**Brano del testo:**
___

Una sfida non semplice, nella quale si è buttata anche Alphabet (la holding che controlla Google), che sta investendo soldi e risorse nell’intelligenza artificiale in medicina, così come Microsoft, che ad aprile ha annunciato l’acquisizione della società di tecnologia vocale Nuance per 16 miliardi di dollari; il software di Nuance ascolta e trascrive conversazioni medico-paziente in note organizzate. Ciò che distingue la sua soluzione dagli altri assistenti vocali è la capacità di decifrare la complessità dei dialoghi clinici. «Il settore sanitario è maturo per la trasformazione digitale. E l’acquisizione di Nuance fa avanzare Microsoft in questo sforzo» ha dichiarato Greg Pessin, analista senior di Gartner, società di consulenza e ricerca nel campo delle tecnologie dell’informazione. Non a caso Microsoft ha depositato, dal 2013 a oggi, oltre 80 brevetti sanitari per A.I. e telemedicina.

___

**Dati raccolti:**
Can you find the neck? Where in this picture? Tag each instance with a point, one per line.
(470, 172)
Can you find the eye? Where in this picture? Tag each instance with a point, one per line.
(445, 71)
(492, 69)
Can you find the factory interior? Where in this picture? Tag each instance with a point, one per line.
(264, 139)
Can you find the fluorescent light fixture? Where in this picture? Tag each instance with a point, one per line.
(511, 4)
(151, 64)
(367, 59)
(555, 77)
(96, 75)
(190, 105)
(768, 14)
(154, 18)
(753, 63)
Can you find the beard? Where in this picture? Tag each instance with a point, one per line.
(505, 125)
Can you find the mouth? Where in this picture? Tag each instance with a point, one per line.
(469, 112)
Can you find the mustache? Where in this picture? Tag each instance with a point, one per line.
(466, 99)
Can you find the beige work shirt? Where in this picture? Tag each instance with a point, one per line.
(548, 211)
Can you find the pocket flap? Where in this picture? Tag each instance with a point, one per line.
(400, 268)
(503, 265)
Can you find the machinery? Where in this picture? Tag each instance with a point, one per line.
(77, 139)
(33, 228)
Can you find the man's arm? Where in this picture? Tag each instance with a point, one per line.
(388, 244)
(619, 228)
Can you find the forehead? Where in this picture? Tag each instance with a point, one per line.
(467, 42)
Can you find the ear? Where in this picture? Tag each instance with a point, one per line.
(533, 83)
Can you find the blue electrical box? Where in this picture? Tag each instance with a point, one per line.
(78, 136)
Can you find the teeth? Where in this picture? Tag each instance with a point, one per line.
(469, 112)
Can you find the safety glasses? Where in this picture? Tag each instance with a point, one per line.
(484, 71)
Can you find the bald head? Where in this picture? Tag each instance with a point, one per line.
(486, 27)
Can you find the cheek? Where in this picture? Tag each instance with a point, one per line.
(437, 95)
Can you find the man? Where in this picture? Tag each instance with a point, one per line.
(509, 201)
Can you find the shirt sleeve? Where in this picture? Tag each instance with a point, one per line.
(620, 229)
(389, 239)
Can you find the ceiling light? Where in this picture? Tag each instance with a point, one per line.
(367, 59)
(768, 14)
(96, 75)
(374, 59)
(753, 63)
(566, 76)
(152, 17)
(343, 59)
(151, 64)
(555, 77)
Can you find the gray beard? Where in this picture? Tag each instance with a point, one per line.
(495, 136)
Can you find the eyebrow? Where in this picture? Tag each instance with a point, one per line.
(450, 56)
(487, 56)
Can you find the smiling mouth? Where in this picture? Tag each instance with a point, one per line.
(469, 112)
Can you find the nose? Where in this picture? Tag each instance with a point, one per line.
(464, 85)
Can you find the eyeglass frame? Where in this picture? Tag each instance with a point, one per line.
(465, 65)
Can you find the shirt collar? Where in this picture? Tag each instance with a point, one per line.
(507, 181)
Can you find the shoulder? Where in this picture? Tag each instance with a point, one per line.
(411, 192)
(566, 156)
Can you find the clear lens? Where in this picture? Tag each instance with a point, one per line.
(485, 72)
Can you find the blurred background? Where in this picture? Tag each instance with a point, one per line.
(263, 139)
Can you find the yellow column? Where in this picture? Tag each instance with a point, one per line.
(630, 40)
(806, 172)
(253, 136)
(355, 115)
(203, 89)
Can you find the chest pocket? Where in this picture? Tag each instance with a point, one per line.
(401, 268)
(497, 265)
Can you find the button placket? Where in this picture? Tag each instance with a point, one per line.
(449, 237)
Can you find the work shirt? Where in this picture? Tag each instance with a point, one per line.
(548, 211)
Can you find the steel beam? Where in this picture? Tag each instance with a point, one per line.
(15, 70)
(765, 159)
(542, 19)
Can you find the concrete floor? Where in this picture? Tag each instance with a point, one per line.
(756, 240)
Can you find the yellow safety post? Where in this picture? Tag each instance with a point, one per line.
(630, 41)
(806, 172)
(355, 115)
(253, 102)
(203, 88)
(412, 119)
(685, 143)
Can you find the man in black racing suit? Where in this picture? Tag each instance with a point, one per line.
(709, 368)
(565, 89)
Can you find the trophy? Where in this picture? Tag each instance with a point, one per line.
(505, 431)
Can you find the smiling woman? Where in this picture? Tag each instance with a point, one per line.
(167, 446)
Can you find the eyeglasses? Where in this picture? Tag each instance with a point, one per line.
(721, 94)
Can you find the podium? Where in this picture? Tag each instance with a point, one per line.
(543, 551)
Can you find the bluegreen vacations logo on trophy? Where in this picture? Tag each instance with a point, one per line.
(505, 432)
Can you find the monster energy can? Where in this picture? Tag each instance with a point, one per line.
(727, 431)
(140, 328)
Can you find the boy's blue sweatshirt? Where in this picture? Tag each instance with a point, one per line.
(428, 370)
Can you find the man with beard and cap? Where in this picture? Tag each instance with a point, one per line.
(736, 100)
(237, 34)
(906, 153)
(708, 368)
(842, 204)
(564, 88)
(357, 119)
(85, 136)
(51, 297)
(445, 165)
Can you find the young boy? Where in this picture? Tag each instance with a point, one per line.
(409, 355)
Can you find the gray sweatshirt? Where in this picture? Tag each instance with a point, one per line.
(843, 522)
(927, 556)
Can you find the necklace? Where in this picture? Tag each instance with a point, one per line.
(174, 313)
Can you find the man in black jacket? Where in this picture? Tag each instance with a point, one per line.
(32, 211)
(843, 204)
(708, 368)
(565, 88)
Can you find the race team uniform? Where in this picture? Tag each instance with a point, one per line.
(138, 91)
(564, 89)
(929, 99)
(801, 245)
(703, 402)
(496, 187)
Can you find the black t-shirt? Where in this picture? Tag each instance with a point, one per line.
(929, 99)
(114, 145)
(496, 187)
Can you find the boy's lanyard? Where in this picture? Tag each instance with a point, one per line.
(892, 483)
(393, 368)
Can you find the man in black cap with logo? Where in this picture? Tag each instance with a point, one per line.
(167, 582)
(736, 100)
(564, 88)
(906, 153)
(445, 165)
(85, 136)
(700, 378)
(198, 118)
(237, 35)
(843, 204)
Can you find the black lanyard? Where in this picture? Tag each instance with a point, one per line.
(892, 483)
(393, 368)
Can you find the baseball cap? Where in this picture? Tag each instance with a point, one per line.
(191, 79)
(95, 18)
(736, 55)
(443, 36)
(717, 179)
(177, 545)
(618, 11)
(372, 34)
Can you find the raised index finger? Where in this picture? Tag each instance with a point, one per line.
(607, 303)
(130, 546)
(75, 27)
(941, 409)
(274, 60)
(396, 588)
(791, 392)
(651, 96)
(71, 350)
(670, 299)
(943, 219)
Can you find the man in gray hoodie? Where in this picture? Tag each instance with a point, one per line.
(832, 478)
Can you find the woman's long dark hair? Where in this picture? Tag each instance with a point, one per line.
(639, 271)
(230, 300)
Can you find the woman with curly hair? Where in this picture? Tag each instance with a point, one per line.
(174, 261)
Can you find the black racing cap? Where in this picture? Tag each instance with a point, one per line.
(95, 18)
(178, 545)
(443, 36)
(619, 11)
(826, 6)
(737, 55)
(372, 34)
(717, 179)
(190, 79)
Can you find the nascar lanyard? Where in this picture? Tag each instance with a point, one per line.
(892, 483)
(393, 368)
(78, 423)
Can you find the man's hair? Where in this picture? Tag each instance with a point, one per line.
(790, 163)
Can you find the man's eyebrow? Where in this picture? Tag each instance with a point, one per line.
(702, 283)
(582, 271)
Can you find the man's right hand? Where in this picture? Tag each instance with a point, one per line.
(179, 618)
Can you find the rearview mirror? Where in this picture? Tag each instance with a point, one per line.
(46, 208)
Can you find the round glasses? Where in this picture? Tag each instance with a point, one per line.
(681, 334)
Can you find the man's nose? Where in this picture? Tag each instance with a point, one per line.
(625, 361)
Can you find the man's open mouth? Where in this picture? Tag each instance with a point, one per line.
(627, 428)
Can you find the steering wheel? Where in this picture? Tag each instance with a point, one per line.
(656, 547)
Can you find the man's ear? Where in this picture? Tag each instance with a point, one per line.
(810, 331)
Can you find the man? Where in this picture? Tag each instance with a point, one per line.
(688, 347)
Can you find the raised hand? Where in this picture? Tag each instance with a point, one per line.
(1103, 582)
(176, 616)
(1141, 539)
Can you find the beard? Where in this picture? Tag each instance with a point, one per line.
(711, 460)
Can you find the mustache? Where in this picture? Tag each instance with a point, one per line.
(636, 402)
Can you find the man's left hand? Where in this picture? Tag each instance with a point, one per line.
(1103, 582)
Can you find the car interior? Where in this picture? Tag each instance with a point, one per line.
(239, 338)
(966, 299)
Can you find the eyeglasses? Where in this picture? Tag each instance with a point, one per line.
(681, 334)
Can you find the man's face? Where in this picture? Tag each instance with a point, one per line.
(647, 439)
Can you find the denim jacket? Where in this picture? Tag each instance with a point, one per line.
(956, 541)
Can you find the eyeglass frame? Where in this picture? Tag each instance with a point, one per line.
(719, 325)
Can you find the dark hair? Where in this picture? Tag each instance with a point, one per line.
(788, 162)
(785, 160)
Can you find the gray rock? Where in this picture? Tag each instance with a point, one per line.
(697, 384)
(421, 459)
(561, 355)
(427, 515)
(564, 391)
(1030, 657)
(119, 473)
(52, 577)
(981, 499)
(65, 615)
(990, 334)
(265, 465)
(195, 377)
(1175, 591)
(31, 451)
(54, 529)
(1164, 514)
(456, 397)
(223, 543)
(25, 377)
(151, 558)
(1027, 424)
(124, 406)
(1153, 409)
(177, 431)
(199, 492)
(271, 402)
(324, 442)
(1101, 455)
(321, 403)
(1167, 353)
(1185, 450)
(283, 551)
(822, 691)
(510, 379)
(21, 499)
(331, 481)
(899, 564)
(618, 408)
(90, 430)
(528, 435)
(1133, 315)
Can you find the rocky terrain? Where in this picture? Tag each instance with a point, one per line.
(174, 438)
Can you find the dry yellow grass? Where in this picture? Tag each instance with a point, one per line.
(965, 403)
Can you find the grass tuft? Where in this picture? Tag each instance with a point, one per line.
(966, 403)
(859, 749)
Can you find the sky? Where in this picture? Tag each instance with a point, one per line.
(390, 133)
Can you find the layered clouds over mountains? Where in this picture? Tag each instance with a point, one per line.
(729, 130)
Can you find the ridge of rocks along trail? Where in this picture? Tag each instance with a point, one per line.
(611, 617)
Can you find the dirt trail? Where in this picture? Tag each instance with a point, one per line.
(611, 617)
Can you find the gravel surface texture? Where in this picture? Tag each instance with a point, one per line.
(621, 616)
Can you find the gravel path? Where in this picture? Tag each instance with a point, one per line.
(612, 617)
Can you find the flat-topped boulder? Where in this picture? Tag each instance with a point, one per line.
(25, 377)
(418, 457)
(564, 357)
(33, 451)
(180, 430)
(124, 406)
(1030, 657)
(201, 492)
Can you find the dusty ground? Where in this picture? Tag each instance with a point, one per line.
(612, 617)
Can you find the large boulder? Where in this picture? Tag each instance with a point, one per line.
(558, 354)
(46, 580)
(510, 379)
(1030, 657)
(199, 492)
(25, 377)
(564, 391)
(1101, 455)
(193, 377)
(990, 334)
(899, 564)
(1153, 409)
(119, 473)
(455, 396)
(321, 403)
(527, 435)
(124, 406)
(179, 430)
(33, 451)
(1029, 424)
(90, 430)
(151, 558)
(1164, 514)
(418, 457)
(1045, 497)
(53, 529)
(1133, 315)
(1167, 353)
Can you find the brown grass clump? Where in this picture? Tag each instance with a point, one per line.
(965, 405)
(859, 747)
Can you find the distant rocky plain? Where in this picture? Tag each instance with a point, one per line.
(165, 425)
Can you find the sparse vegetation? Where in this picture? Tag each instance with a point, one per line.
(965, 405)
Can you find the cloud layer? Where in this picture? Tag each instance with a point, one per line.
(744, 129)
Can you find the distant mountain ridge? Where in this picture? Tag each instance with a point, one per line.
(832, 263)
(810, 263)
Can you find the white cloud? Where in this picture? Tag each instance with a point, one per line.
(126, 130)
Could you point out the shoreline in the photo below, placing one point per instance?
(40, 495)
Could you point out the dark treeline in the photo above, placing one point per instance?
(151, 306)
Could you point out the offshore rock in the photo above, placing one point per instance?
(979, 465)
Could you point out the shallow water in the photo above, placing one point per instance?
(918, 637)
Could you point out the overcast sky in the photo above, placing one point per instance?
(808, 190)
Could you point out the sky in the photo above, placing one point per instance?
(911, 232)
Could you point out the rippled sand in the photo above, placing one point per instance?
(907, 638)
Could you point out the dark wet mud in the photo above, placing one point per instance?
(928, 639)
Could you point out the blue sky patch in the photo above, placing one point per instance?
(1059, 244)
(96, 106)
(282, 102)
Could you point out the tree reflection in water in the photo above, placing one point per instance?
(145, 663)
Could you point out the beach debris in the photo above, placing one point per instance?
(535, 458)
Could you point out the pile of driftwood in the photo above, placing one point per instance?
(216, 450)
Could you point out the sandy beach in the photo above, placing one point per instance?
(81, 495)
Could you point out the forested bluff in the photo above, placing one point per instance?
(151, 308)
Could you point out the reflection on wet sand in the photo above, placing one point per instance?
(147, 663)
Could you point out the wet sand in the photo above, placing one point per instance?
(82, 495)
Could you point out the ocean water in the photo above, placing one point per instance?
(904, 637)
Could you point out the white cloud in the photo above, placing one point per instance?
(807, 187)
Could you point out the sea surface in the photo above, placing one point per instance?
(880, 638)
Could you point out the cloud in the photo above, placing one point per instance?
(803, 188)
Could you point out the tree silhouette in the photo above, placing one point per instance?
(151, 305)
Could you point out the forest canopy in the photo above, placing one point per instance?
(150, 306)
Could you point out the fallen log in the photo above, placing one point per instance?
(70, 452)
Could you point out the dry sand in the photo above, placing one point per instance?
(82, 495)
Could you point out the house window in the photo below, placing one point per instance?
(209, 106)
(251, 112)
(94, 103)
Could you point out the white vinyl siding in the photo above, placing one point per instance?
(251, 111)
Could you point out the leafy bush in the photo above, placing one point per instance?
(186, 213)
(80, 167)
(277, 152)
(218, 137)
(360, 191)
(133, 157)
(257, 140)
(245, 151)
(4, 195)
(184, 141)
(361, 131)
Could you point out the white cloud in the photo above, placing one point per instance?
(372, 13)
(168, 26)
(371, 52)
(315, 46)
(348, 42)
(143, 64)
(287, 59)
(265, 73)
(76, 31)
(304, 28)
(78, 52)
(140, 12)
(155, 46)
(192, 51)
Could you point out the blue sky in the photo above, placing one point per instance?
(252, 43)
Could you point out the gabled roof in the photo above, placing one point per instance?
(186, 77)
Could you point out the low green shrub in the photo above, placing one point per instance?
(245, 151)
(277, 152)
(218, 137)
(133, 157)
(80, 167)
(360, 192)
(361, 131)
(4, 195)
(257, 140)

___

Nel brano sull'intelligenza artificiale in medicina, perché secondo Greg Pessin l'acquisto di Nuance conta per Microsoft? Rispondi in una o due frasi.

Per Greg Pessin, analista senior di Gartner, il settore sanitario è pronto per la trasformazione digitale. L'acquisto di Nuance fa avanzare Microsoft proprio in questo sforzo.